Ghulam Mubashar Hassan

Rotations and pattern formation in granular materials under loading

Shear band formation and evolution is a predominant mechanism of deformation patterning in granular materials. Independent rotations of separate particles can affect the pattern formation by adding the effect of rotational degrees of freedom to the mechanism of instability. We conducted 2D physical modelling where the particles are represented by smooth steel discs. We use the digital image correlation in order to recover both displacement and independent rotation fields in the model. We performed model calibration and determine the values of mechanical parameters needed for a DEM numerical modelling. Both mono- and polydisperse particle assemblies are used. During the loading, the deformation pattern undergoes stages of shear band formation followed by its dissolution due to recompaction and particle rearrangement with the subsequent formation of multiple shear bands merging into a single one and the final dissolution. We show that while the average (over the assembly) values of the angles of disc rotations are insignificantly different from zero, the particle rotations exhibit clustering at the mesoscale (sizes larger than the particles but smaller than the whole assembly): monodisperse assemblies produce vertical columns of particles rotating the same direction; polydisperse assemblies 2D form clusters of particles with alternating rotations. Thus, particle rotations produce a structure on their own, a structure different form the ones formed by particle displacements and force chains. This can give a rise to moment chains. These emerging mesoscopic structures – not observable at the macroscale – indicate hidden aspects of ‘Cosserat behaviour’ of the particles.

Record excerpts:
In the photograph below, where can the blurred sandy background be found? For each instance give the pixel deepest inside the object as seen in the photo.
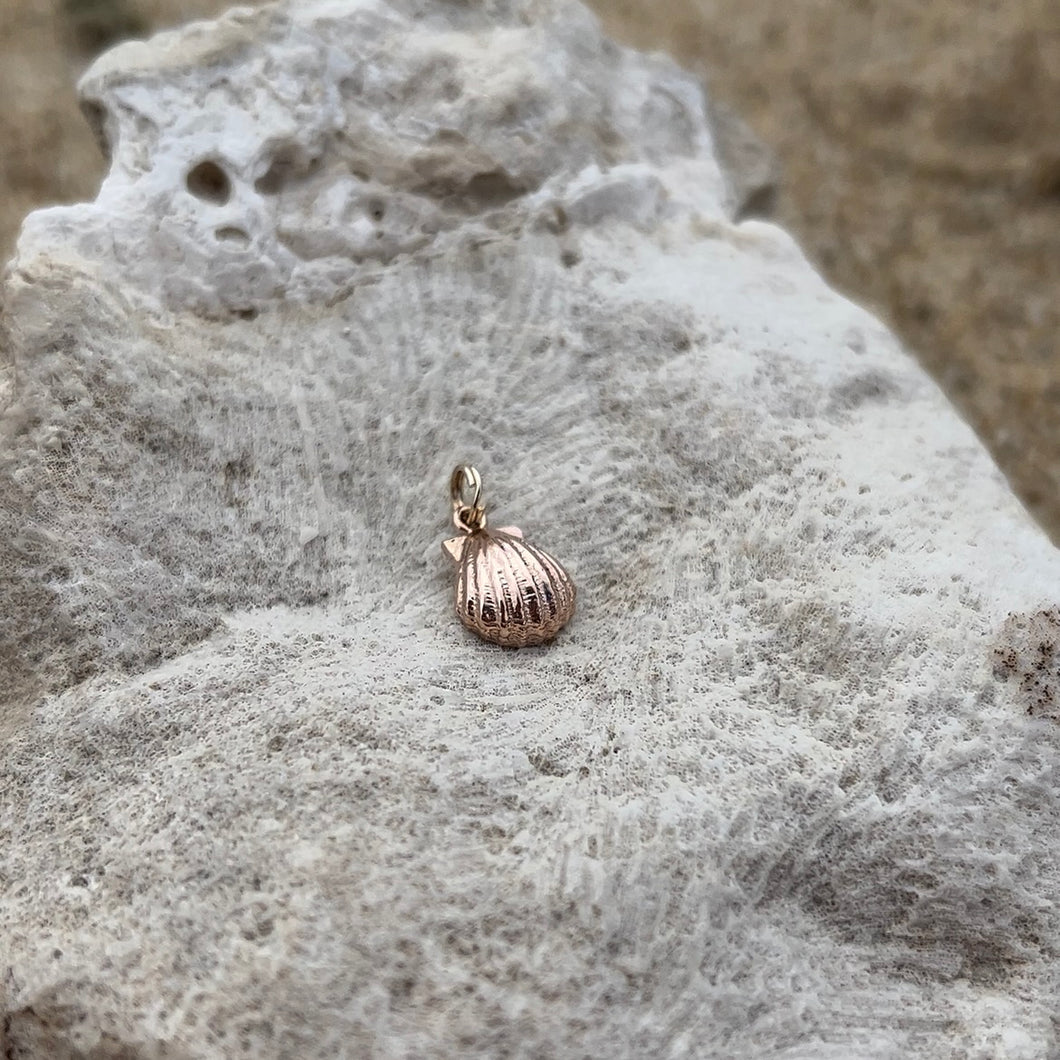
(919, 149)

...

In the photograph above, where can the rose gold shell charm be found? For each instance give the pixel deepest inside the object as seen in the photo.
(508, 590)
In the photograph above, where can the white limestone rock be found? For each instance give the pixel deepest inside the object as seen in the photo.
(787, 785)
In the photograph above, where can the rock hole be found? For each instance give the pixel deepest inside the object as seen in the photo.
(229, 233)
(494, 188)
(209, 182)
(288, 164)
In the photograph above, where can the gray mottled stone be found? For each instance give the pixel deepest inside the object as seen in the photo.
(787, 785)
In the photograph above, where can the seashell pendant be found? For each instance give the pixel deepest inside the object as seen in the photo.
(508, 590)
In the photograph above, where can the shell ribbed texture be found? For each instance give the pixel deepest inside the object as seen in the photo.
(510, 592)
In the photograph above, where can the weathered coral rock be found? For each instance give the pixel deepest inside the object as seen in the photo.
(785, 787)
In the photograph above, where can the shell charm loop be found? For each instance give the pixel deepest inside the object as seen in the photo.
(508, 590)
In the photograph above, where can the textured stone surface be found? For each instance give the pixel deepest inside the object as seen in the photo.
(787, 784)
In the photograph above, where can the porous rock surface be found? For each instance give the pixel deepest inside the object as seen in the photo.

Work instructions: Quote the entire abstract on rotations and pattern formation in granular materials word for word, from the author's name through the last sentence.

Reply:
Ghulam Mubashar Hassan

Rotations and pattern formation in granular materials under loading

Shear band formation and evolution is a predominant mechanism of deformation patterning in granular materials. Independent rotations of separate particles can affect the pattern formation by adding the effect of rotational degrees of freedom to the mechanism of instability. We conducted 2D physical modelling where the particles are represented by smooth steel discs. We use the digital image correlation in order to recover both displacement and independent rotation fields in the model. We performed model calibration and determine the values of mechanical parameters needed for a DEM numerical modelling. Both mono- and polydisperse particle assemblies are used. During the loading, the deformation pattern undergoes stages of shear band formation followed by its dissolution due to recompaction and particle rearrangement with the subsequent formation of multiple shear bands merging into a single one and the final dissolution. We show that while the average (over the assembly) values of the angles of disc rotations are insignificantly different from zero, the particle rotations exhibit clustering at the mesoscale (sizes larger than the particles but smaller than the whole assembly): monodisperse assemblies produce vertical columns of particles rotating the same direction; polydisperse assemblies 2D form clusters of particles with alternating rotations. Thus, particle rotations produce a structure on their own, a structure different form the ones formed by particle displacements and force chains. This can give a rise to moment chains. These emerging mesoscopic structures – not observable at the macroscale – indicate hidden aspects of ‘Cosserat behaviour’ of the particles.